> **TASK BRIEF**:
In the records below, render everything from the line containing "Seedling-scouting request: tag the car wheel" down to the line containing "Seedling-scouting request: tag the person", both included, as a Markdown table with the columns Row and Text. Give each line its own numbered row and skip any blank lines.

> **DATA EXTRACT**:
┏━━

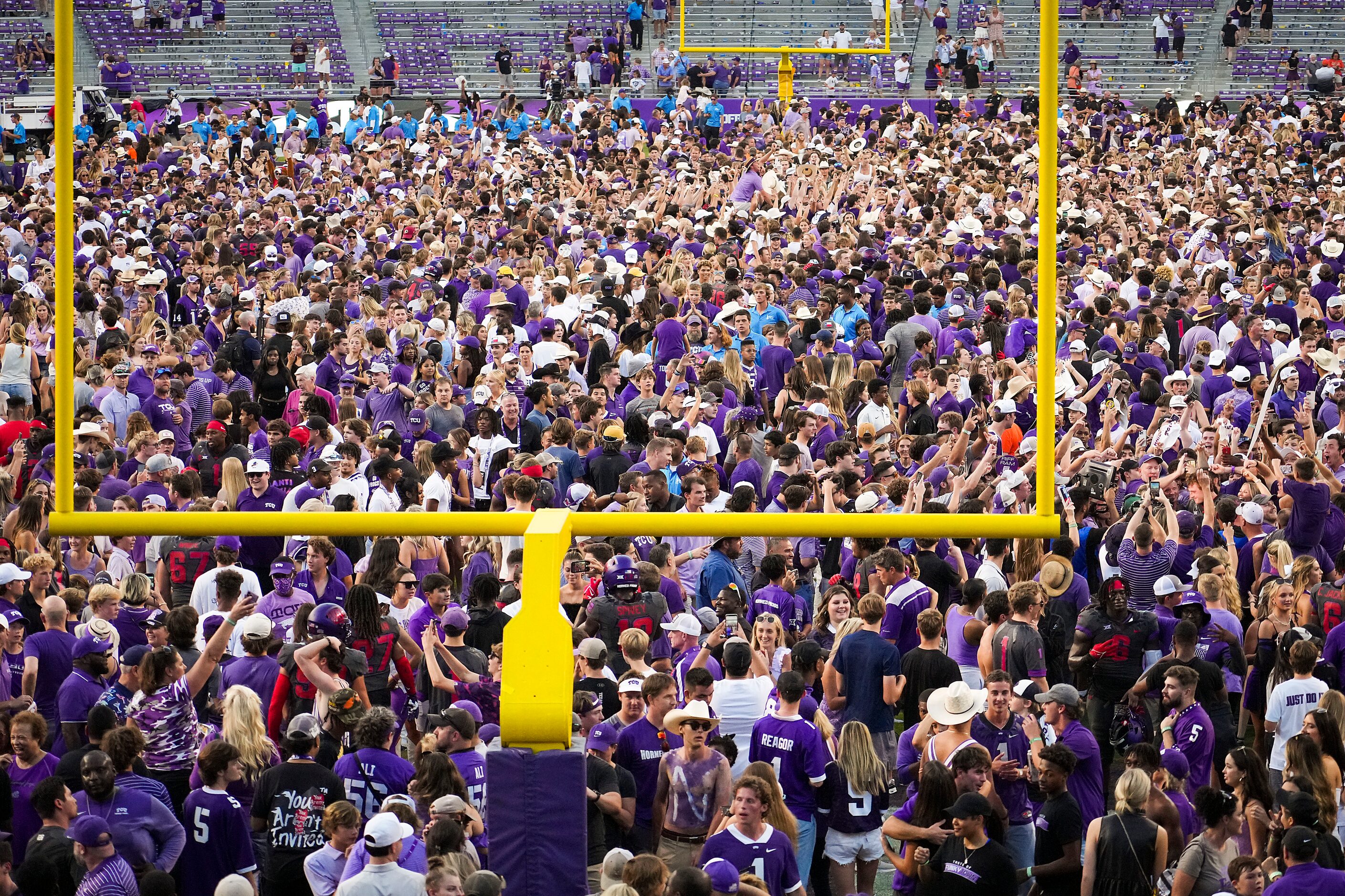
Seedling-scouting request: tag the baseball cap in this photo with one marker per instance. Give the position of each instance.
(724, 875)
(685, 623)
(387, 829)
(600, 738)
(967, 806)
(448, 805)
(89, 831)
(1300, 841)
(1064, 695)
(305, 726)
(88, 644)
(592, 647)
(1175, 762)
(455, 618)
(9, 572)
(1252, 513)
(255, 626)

┗━━
┏━━

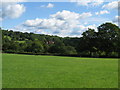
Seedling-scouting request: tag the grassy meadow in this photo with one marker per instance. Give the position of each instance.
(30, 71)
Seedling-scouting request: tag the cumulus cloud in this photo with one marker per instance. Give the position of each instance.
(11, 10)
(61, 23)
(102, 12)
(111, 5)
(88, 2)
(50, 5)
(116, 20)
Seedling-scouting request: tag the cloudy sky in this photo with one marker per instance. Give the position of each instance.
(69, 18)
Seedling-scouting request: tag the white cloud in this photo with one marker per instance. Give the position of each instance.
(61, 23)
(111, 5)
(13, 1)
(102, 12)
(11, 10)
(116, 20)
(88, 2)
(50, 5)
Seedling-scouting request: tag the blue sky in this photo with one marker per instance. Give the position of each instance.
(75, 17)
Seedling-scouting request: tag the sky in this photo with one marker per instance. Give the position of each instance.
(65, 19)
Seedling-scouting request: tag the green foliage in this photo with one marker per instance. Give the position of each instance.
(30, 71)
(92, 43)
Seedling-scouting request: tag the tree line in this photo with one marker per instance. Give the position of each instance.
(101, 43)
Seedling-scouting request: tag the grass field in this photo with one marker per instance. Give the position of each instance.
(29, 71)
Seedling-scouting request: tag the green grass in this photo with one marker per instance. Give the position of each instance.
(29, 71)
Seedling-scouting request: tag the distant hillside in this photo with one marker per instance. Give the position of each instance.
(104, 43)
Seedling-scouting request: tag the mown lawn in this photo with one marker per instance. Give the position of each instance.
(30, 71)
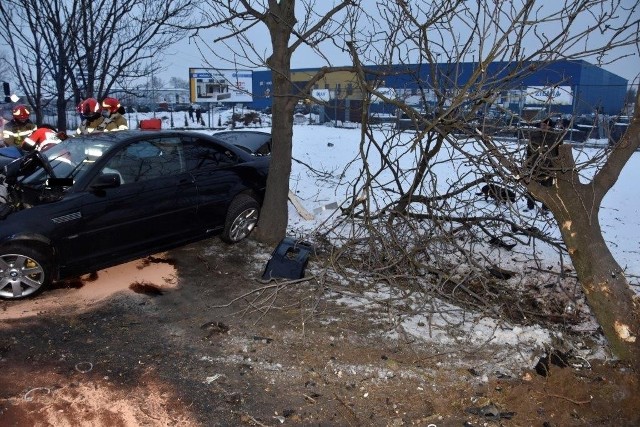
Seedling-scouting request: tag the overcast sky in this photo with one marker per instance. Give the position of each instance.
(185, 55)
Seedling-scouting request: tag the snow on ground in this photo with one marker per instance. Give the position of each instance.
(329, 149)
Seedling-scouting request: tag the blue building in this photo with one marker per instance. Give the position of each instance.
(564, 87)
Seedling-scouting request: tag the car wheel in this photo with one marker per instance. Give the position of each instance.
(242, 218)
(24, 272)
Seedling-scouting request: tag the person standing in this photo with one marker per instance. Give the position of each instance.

┗━━
┏━━

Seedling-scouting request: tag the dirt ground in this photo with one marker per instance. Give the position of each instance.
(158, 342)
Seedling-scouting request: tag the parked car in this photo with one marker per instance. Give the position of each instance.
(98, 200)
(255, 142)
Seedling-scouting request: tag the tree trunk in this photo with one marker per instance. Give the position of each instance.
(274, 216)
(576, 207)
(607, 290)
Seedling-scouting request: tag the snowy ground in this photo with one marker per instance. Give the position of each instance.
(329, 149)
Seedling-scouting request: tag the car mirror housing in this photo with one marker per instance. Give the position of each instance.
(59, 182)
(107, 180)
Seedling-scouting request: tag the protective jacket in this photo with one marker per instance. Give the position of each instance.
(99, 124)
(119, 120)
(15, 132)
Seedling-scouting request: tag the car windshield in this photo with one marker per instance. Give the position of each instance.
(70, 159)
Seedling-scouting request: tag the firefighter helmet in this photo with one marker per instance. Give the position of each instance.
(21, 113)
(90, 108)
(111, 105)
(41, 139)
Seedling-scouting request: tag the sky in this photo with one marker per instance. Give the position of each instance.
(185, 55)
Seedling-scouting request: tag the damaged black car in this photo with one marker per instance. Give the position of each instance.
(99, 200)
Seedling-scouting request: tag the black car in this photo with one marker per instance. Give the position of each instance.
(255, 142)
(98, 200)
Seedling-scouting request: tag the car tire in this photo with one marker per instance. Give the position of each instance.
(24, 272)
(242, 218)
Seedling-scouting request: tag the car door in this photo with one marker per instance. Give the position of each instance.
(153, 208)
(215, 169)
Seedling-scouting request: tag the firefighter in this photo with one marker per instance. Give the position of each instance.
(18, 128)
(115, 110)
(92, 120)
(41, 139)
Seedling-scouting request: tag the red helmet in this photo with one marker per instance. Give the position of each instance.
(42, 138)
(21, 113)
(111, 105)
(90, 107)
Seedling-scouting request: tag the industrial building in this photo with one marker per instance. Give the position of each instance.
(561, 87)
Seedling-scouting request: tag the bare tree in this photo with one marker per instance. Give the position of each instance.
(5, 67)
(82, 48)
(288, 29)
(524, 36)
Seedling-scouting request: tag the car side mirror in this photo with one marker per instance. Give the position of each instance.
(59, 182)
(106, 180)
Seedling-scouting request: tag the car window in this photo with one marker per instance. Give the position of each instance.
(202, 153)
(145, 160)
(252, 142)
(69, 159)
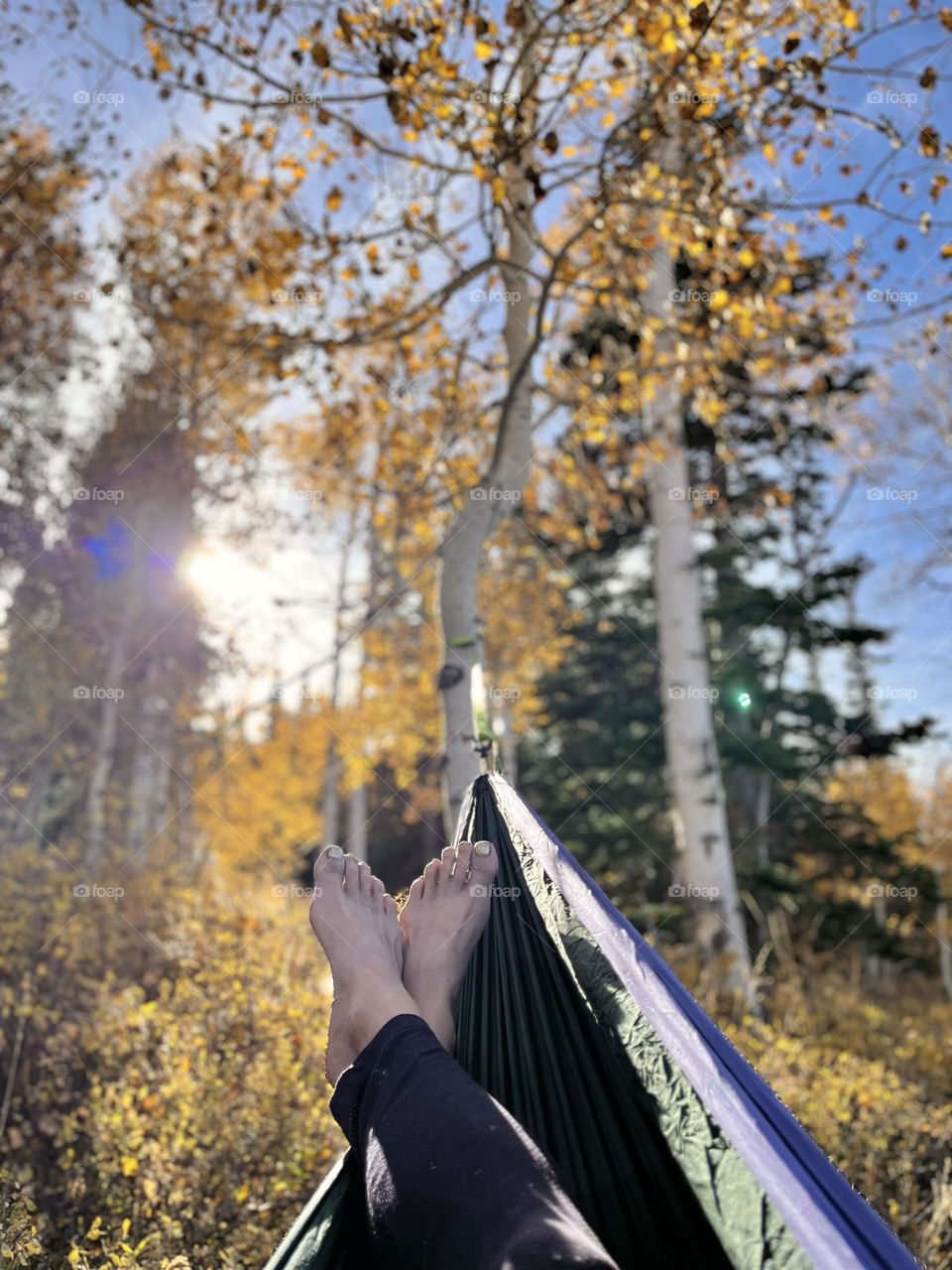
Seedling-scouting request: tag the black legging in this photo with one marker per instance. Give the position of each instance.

┗━━

> **RESULT OF THIS EXERCISE**:
| Row | Text |
|---|---|
| 1 | Seedling-scouting request: tag the car wheel in this photo with one marker per instance. Give the position of each instance. |
| 2 | (242, 218) |
| 3 | (24, 272) |
| 4 | Seedling-scouting request: tag the person standing in this photo with one marker per instance. Give the position of each instance. |